_Task to complete:_ A faithful transcription of all the data is required.

-- start --

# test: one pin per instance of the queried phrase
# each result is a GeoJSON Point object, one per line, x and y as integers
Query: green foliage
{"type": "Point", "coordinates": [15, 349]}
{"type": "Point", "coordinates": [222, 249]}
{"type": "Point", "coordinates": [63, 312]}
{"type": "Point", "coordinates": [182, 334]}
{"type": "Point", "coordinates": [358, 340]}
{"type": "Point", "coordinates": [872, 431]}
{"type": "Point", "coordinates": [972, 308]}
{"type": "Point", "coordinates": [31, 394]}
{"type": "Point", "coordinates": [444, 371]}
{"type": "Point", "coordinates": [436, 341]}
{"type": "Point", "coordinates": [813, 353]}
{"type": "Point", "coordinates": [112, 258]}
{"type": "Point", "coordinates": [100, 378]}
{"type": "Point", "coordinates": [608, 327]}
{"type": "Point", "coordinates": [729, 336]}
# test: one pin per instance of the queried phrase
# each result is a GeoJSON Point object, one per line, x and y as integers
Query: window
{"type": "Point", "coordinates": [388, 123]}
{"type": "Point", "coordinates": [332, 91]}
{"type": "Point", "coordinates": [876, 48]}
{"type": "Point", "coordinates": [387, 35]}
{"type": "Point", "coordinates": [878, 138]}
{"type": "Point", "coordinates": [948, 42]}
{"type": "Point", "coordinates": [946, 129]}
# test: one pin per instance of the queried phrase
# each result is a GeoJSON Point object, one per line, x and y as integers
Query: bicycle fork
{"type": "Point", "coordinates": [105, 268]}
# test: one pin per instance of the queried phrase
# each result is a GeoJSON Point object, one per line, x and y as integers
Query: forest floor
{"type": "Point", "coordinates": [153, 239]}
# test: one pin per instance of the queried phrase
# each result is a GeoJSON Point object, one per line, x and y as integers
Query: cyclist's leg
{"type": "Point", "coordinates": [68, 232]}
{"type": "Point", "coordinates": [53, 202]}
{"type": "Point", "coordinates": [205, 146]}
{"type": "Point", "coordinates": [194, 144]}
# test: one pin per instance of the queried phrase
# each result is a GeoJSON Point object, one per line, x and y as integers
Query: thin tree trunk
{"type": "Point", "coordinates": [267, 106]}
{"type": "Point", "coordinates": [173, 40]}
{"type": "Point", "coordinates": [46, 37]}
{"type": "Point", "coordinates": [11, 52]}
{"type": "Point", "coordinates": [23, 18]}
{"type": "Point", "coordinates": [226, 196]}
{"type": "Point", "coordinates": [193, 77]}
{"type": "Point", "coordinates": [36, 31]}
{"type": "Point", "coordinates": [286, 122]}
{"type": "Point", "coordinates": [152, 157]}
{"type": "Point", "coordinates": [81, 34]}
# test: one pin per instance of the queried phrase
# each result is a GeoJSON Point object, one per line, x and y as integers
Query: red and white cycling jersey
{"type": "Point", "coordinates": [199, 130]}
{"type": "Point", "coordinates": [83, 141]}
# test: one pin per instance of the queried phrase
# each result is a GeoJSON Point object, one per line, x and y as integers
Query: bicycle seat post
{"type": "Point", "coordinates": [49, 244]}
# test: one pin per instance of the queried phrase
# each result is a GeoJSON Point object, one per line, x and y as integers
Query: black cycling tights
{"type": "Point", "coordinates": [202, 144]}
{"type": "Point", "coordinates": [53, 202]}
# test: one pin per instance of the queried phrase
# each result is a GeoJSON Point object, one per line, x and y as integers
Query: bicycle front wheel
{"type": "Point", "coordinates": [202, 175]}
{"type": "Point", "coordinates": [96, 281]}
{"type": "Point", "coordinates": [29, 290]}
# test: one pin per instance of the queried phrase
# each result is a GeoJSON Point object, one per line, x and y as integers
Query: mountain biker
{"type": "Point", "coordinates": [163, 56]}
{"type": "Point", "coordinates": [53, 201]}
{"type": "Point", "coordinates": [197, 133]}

-- end --

_Solution to the problem:_
# test: one pin per instance of the queried phrase
# each result is a GeoJSON Point object, one per line, x and y as integers
Query: green foliage
{"type": "Point", "coordinates": [15, 349]}
{"type": "Point", "coordinates": [222, 249]}
{"type": "Point", "coordinates": [63, 312]}
{"type": "Point", "coordinates": [182, 334]}
{"type": "Point", "coordinates": [358, 340]}
{"type": "Point", "coordinates": [872, 431]}
{"type": "Point", "coordinates": [972, 308]}
{"type": "Point", "coordinates": [31, 394]}
{"type": "Point", "coordinates": [444, 371]}
{"type": "Point", "coordinates": [436, 341]}
{"type": "Point", "coordinates": [813, 353]}
{"type": "Point", "coordinates": [112, 258]}
{"type": "Point", "coordinates": [100, 378]}
{"type": "Point", "coordinates": [608, 327]}
{"type": "Point", "coordinates": [729, 336]}
# test: one pin per instance of the queried phrase
# each result is a GeoJSON Point object, one per line, x and y as integers
Query: window
{"type": "Point", "coordinates": [388, 123]}
{"type": "Point", "coordinates": [332, 91]}
{"type": "Point", "coordinates": [876, 48]}
{"type": "Point", "coordinates": [387, 35]}
{"type": "Point", "coordinates": [878, 138]}
{"type": "Point", "coordinates": [948, 42]}
{"type": "Point", "coordinates": [946, 129]}
# test: one pin per instance of the queried phrase
# each result is a GeoJSON Point object, one per line, x and y as integers
Query: bicycle fork
{"type": "Point", "coordinates": [105, 268]}
# test: one pin per instance of the queried phrase
# each result is a GeoJSON Point object, one per line, x and y as integers
Query: forest floor
{"type": "Point", "coordinates": [153, 239]}
# test: one pin per instance of the queried phrase
# each result is a GeoJSON Point object, one per line, x and y as integers
Query: cyclist's leg
{"type": "Point", "coordinates": [68, 232]}
{"type": "Point", "coordinates": [53, 202]}
{"type": "Point", "coordinates": [205, 146]}
{"type": "Point", "coordinates": [194, 144]}
# test: one pin per instance of the queried phrase
# each result is a GeoJSON Point object, one per line, x and y as integers
Query: thin tree trunk
{"type": "Point", "coordinates": [267, 106]}
{"type": "Point", "coordinates": [173, 40]}
{"type": "Point", "coordinates": [46, 37]}
{"type": "Point", "coordinates": [11, 52]}
{"type": "Point", "coordinates": [23, 18]}
{"type": "Point", "coordinates": [226, 196]}
{"type": "Point", "coordinates": [193, 77]}
{"type": "Point", "coordinates": [36, 31]}
{"type": "Point", "coordinates": [286, 122]}
{"type": "Point", "coordinates": [152, 157]}
{"type": "Point", "coordinates": [81, 34]}
# test: one pin per instance of the queried phrase
# each result is a GeoJSON Point object, one per line, x and y as integers
Query: red and white cycling jersey
{"type": "Point", "coordinates": [199, 130]}
{"type": "Point", "coordinates": [83, 141]}
# test: one pin per instance of the queried phrase
# each result is a GeoJSON Point object, one per line, x and y as integers
Query: bicycle seat post
{"type": "Point", "coordinates": [49, 244]}
# test: one pin per instance of the queried phrase
# each result is a GeoJSON Point object, one per line, x and y as integers
Query: black cycling tights
{"type": "Point", "coordinates": [202, 144]}
{"type": "Point", "coordinates": [53, 202]}
# test: one pin per instance of the queried phrase
# each result is a GeoJSON Point object, one per line, x and y as integers
Query: bicycle front wheel
{"type": "Point", "coordinates": [202, 175]}
{"type": "Point", "coordinates": [96, 281]}
{"type": "Point", "coordinates": [29, 290]}
# test: one pin per instance of the queried phrase
# each result is a GeoJSON Point object, one per line, x and y as integers
Query: mountain biker
{"type": "Point", "coordinates": [163, 56]}
{"type": "Point", "coordinates": [53, 201]}
{"type": "Point", "coordinates": [197, 133]}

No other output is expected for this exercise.